## Request
Please translate this sentence from the Publishers Weekly review into Spanish: "Madriani's first-person, present-tense narration invigorates the often intricate proceedings with first-rate wisecracks and one-liners."

## Document extract
◆ ◆ ◆
From Publishers Weekly

"The ugly marketplace of justice"--as one character terms the judicial process--is scrutinized with a riveting, you-are-there immediacy in the new legal procedural by the author of Compelling Evidence. When attorney Paul Madriani offers to assist a friend--the county's ailing district attorney, who subsequently dies--in investigating six brutal killings, he becomes entangled in a series of machinations that threaten his career and even his private life. Though Martini's plotting proves ingenious (the story is capped off by a nail-biting encounter in a darkened courtroom), the legal maneuvers themselves take center stage here. From the crime scene--the banks of California's Putah Creek--to a deceptively simple arrest to fascinating pre-trial scheming, Martini packs his novel with the quotidian details of the wheels of justice--and the numerous cogs therein. Madriani's first-person, present-tense narration invigorates the often intricate proceedings with first-rate wisecracks and one-liners. His character descriptions are by turns pithy and funny (frequently both): the prosecuting attorney "looks like nothing so much as Robert Duvall's incarnation of the Great Santini"; the county's female victim-witness coordinator is "the crime victim's answer to Don Corleone in drag . . . known as 'Attila the Hen.' " Prime is indeed the word for this involving read.
◆ ◆ ◆
Stored data entries:
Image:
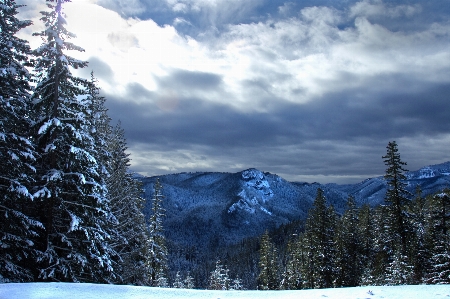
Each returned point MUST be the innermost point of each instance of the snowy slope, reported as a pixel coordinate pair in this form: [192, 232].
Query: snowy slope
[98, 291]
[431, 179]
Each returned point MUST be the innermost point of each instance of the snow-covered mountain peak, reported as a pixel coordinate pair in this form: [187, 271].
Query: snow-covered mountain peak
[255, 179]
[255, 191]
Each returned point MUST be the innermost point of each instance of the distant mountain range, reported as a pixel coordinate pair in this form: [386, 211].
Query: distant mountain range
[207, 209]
◆ ◆ ◆
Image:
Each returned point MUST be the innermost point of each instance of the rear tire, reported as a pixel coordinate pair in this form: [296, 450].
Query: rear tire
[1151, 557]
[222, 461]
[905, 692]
◆ ◆ ◆
## Correct answer
La narración de Madriani, en primera persona y en tiempo presente, da vigor a los procedimientos, a menudo intrincados, con ocurrencias y frases ingeniosas de primera categoría.